What to do:
Report every line of the data below that contains the string "grey". Matching is case-sensitive.

Materials provided:
⟨

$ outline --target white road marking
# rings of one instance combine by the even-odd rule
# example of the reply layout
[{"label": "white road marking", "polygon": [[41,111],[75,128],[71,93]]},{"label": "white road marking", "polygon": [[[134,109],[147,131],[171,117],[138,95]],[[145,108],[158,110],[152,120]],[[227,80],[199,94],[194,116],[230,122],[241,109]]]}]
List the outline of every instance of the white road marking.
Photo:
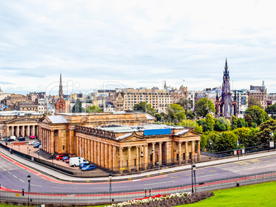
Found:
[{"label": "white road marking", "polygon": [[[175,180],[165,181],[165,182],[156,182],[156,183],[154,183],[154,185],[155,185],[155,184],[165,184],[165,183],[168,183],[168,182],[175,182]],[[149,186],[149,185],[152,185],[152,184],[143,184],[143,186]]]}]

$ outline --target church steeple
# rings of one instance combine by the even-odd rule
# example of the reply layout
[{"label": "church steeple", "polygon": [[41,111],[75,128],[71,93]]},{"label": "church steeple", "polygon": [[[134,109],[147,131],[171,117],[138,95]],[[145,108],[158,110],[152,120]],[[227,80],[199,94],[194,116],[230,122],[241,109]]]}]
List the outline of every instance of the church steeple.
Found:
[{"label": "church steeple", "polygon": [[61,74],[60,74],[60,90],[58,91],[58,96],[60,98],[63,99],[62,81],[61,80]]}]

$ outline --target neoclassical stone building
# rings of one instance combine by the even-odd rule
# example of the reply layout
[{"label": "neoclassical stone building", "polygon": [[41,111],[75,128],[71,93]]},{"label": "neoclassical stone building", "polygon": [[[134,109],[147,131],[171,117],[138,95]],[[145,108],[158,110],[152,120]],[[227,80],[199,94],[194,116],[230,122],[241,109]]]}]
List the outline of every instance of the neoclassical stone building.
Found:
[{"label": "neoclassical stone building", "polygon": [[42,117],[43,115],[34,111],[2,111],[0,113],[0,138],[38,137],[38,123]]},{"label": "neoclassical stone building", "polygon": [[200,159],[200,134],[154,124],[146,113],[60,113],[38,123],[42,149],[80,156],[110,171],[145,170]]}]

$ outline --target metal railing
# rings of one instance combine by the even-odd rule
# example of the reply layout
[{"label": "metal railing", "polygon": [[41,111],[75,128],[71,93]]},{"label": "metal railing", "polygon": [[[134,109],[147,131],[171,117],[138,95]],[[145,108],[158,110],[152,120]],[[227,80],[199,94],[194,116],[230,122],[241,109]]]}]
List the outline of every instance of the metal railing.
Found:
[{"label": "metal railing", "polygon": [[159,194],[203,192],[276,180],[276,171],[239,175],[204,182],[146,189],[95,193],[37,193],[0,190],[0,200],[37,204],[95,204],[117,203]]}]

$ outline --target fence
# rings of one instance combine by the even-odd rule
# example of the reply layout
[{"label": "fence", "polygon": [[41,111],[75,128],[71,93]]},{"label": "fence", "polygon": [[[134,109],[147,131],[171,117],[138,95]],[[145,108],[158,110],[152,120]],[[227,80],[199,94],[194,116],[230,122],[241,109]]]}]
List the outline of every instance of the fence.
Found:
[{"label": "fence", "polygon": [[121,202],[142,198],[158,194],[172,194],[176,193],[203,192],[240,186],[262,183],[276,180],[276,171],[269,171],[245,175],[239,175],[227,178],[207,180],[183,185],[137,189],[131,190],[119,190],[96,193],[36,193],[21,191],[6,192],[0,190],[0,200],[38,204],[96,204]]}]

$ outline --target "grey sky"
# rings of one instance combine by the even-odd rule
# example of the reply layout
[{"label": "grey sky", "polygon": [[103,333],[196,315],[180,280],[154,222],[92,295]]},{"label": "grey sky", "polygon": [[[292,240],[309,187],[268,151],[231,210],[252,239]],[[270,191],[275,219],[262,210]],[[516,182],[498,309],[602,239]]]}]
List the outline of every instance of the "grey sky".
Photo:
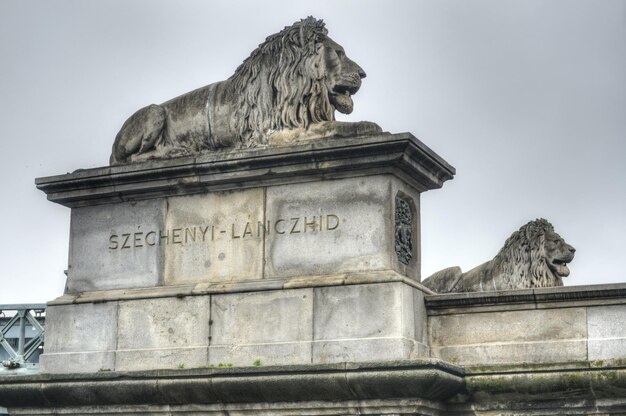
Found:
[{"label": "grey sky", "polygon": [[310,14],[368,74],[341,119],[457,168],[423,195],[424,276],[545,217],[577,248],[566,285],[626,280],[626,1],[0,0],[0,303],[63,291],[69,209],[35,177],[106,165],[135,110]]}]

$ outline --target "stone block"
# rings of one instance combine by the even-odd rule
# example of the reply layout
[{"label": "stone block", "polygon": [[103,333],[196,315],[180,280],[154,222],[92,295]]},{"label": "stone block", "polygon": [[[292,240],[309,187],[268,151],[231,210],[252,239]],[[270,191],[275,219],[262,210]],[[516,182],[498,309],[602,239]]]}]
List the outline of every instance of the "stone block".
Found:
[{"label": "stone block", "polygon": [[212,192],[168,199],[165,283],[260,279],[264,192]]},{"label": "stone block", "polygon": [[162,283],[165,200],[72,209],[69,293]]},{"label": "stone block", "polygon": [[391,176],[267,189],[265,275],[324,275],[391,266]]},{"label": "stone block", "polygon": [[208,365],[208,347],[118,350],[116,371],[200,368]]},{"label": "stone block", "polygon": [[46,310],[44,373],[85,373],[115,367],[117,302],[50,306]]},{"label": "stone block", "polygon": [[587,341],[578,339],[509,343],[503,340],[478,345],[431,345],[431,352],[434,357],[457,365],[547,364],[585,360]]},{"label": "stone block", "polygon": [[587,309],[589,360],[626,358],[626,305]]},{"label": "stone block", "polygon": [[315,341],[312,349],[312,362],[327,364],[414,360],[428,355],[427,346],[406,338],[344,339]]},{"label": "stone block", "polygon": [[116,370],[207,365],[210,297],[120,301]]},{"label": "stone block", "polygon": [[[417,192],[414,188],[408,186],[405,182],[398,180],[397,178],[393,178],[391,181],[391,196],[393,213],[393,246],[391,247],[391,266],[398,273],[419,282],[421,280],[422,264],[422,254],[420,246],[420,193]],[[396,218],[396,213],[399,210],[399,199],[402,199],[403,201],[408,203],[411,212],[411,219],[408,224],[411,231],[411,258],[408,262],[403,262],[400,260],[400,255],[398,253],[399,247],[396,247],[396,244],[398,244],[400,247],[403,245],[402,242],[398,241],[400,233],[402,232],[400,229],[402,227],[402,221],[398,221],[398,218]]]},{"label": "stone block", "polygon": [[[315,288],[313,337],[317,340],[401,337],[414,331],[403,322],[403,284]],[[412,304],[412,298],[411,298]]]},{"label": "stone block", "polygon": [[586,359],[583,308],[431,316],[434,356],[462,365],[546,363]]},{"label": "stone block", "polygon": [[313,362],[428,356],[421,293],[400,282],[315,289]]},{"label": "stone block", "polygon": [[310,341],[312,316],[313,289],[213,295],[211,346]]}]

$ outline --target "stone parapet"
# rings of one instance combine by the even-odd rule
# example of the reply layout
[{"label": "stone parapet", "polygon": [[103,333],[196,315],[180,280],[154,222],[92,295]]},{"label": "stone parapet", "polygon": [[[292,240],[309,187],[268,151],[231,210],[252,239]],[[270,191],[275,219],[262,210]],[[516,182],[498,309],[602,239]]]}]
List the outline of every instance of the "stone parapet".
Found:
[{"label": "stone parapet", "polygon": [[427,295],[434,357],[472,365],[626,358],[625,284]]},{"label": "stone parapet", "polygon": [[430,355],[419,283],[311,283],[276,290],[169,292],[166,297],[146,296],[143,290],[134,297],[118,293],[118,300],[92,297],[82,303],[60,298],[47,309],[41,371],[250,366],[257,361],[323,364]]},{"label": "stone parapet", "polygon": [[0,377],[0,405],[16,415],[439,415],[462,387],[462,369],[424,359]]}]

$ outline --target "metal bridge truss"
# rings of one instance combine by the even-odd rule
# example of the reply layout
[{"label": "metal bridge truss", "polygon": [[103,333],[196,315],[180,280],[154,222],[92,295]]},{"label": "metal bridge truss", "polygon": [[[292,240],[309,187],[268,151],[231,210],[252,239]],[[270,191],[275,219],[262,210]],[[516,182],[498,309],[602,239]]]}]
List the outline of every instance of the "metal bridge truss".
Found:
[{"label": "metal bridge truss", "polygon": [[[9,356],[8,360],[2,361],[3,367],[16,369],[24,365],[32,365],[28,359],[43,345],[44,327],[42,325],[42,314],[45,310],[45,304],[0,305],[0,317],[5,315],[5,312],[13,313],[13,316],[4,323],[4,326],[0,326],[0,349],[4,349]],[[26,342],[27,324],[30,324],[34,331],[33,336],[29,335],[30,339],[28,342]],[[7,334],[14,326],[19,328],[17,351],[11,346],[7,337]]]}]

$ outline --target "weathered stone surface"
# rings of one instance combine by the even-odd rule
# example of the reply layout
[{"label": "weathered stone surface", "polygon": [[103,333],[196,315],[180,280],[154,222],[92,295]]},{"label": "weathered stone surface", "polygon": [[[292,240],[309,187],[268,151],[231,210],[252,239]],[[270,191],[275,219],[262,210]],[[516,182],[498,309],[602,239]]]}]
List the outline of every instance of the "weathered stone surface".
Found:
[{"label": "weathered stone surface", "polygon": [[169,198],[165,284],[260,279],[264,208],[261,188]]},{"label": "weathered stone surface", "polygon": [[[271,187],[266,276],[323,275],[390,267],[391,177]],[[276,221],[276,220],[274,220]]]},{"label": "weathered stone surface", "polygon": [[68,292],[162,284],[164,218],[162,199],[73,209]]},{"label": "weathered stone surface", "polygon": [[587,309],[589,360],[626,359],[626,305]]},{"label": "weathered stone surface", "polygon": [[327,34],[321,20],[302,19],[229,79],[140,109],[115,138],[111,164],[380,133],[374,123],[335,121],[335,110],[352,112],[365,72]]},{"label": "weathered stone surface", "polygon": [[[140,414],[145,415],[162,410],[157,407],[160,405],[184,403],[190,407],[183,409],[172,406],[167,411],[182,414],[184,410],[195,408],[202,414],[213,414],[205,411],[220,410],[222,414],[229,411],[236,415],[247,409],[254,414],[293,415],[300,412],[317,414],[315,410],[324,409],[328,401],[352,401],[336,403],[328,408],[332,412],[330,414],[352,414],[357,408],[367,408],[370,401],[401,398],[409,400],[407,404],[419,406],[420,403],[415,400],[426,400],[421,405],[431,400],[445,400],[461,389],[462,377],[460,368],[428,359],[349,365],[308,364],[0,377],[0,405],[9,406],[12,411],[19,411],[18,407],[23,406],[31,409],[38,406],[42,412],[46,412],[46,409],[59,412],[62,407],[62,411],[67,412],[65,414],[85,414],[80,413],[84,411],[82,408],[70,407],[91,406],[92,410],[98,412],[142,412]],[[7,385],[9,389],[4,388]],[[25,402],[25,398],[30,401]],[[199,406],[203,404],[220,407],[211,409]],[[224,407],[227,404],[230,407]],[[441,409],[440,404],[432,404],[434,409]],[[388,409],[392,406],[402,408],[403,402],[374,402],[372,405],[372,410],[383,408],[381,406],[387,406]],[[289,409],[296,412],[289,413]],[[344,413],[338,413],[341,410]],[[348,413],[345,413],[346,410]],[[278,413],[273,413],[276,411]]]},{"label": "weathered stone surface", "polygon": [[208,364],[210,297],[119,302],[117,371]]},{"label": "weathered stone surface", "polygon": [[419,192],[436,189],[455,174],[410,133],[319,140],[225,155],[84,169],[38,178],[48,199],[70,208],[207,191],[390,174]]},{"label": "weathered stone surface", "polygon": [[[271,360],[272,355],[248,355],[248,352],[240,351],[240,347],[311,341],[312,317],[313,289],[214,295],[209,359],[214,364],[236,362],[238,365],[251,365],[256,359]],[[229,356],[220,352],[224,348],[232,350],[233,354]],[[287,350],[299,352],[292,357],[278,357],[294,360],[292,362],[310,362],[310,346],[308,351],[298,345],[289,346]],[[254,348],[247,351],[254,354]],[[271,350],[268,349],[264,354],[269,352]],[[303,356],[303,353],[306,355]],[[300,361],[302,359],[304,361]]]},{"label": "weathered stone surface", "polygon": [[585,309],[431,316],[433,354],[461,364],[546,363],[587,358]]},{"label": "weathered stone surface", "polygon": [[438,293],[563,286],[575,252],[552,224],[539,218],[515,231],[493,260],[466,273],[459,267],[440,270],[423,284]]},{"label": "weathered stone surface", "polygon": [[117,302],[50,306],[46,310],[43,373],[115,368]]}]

⟩

The output:
$ outline --target "grey sky"
[{"label": "grey sky", "polygon": [[103,333],[196,315],[180,280],[154,222],[92,295]]},{"label": "grey sky", "polygon": [[[292,240],[309,187],[268,151],[231,210],[252,239]],[[270,191],[275,219],[262,210]],[[516,182],[498,309],[602,239]]]}]
List the outline of every instance of the "grey sky".
[{"label": "grey sky", "polygon": [[310,14],[368,74],[341,119],[457,168],[423,195],[424,276],[545,217],[577,248],[566,285],[626,280],[626,1],[0,0],[0,303],[63,291],[69,209],[35,177],[106,165],[135,110]]}]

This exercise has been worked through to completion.